» **What to produce**:
List each distinct verb whose subject is "we" in the abstract on self-attention in vision transformers below, in order of first appearance.

═════ Quoted text ═════

Self-attention in Vision Transformers Performs Perceptual Grouping, Not Attention

Paria Mehrani,John K. Tsotsos
2023-03-03
Abstract:Recently, a considerable number of studies in computer vision involves deep neural architectures called vision transformers. Visual processing in these models incorporates computational models that are claimed to implement attention mechanisms. Despite an increasing body of work that attempts to understand the role of attention mechanisms in vision transformers, their effect is largely unknown. Here, we asked if the attention mechanisms in vision transformers exhibit similar effects as those known in human visual attention. To answer this question, we revisited the attention formulation in these models and found that despite the name, computationally, these models perform a special class of relaxation labeling with similarity grouping effects. Additionally, whereas modern experimental findings reveal that human visual attention involves both feed-forward and feedback mechanisms, the purely feed-forward architecture of vision transformers suggests that attention in these models will not have the same effects as those known in humans. To quantify these observations, we evaluated grouping performance in a family of vision transformers. Our results suggest that self-attention modules group figures in the stimuli based on similarity in visual features such as color. Also, in a singleton detection experiment as an instance of saliency detection, we studied if these models exhibit similar effects as those of feed-forward visual salience mechanisms utilized in human visual attention. We found that generally, the transformer-based attention modules assign more salience either to distractors or the ground. Together, our study suggests that the attention mechanisms in vision transformers perform similarity grouping and not attention.

═════ Source material ═════

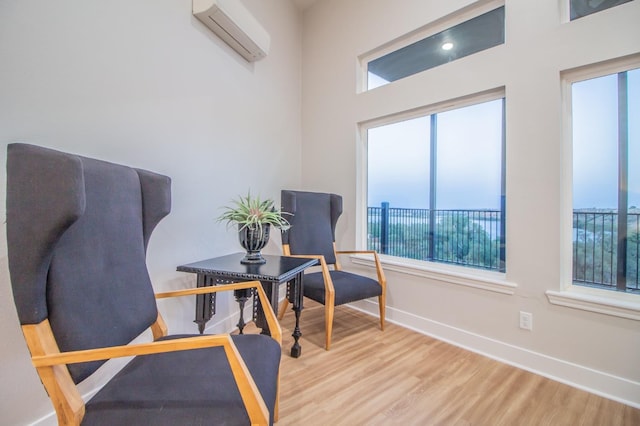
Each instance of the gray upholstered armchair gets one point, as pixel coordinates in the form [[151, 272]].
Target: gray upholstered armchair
[[77, 234], [313, 234]]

═════

» **Output below**:
asked, revisited, found, evaluated, studied